Your instructions:
Pull out each line of the data below that contains the string "wall". Case matters.

[Location labeling data]
━━━
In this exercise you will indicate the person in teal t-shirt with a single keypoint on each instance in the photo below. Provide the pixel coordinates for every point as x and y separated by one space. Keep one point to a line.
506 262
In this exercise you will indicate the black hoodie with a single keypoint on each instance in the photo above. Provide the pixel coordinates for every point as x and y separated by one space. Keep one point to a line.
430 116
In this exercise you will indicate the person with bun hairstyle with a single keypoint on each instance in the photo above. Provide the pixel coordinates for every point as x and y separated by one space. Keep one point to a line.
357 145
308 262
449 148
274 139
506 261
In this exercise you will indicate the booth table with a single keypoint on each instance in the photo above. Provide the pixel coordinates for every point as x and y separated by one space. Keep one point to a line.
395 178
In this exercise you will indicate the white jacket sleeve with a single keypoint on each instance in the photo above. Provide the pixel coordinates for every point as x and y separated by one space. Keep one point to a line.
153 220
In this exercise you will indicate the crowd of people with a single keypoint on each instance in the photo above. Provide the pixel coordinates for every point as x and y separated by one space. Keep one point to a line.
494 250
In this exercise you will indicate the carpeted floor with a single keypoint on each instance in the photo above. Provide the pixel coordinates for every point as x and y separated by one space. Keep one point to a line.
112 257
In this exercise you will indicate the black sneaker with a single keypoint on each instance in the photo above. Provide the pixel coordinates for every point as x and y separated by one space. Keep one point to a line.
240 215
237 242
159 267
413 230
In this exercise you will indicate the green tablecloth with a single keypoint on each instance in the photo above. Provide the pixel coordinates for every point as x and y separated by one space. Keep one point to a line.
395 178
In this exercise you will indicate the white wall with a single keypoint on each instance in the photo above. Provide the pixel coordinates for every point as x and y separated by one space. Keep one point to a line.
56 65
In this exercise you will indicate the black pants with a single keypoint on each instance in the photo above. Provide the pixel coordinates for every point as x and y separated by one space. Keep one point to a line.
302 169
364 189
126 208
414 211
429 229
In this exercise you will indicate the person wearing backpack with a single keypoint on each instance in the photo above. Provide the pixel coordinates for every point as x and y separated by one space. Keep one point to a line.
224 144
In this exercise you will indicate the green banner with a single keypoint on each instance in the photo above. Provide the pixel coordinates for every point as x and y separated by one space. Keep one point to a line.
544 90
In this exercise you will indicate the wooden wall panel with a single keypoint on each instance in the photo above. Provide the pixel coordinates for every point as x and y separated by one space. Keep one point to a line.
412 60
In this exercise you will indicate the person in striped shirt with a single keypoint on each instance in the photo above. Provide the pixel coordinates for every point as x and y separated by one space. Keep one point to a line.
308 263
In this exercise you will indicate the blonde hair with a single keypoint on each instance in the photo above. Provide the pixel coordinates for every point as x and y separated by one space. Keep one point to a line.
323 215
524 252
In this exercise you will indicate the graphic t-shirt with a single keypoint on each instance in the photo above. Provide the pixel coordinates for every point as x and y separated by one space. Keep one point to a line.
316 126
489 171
━━━
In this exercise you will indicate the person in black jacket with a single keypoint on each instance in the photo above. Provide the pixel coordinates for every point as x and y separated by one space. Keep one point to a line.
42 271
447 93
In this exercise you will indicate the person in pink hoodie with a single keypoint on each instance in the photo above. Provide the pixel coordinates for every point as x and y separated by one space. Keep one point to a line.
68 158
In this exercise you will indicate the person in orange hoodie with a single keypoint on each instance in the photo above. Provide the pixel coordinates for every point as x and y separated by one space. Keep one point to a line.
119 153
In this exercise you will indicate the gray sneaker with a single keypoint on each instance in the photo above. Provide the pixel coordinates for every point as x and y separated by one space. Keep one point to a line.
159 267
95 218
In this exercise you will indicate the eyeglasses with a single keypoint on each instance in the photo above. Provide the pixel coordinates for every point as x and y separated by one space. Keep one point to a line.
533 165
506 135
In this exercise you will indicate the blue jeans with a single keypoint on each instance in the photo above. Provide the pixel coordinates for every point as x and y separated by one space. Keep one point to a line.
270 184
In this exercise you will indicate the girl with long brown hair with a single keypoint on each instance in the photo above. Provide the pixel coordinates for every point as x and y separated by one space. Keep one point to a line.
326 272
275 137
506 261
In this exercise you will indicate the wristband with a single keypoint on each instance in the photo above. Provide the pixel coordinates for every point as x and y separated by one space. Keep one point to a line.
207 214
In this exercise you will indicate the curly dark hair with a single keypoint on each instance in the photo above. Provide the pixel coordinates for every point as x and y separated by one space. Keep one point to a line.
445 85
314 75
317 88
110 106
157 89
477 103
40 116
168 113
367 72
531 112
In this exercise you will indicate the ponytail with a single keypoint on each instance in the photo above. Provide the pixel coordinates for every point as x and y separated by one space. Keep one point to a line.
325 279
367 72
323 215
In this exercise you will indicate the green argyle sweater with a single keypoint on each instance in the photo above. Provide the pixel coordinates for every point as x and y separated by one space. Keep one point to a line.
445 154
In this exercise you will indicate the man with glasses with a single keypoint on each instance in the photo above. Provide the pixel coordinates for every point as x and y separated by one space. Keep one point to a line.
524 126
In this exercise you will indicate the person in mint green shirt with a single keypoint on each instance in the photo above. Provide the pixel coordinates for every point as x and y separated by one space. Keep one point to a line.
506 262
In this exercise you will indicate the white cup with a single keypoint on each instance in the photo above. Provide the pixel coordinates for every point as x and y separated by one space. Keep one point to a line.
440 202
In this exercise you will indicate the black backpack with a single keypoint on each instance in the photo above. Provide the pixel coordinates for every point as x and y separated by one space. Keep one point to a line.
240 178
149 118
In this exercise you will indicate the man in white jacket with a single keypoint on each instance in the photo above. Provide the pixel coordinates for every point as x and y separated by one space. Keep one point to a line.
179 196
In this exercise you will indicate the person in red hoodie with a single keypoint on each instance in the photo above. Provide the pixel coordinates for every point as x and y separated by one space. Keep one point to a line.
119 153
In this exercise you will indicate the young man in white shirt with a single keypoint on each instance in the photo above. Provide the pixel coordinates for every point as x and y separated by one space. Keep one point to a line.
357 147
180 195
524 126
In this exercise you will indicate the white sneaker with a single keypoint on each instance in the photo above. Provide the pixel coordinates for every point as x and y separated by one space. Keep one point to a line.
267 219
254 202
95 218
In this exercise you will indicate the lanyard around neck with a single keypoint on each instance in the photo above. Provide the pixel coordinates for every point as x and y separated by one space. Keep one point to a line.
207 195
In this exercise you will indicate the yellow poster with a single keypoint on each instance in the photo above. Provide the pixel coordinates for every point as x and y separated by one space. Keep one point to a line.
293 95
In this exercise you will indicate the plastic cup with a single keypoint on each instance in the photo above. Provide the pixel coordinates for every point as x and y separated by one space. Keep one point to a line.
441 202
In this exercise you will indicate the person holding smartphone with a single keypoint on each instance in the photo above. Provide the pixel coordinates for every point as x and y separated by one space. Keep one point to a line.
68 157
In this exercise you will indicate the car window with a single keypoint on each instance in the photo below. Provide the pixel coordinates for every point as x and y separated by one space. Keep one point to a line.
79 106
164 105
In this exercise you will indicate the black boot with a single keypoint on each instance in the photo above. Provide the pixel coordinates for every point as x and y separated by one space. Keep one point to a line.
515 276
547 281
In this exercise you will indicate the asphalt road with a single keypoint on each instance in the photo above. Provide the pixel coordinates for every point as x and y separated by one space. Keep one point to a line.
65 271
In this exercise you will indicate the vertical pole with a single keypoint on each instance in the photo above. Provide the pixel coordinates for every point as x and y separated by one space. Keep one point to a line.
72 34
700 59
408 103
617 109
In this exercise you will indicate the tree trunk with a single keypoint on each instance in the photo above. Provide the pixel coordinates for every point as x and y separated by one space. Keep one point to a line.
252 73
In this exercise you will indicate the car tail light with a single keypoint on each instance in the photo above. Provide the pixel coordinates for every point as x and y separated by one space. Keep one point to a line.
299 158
━━━
Solution:
In this exercise you will indicate the white wall with a single keypoint on each instance in the photo above. Provide the pixel coordinates for every point as x and y separated by one space. Keep one point to a line.
In this exercise you will indicate the wooden wall panel with a single keypoint on each instance in the photo above. Provide the pixel coordinates for every point as x and y separated by one space. Keep one point to a line.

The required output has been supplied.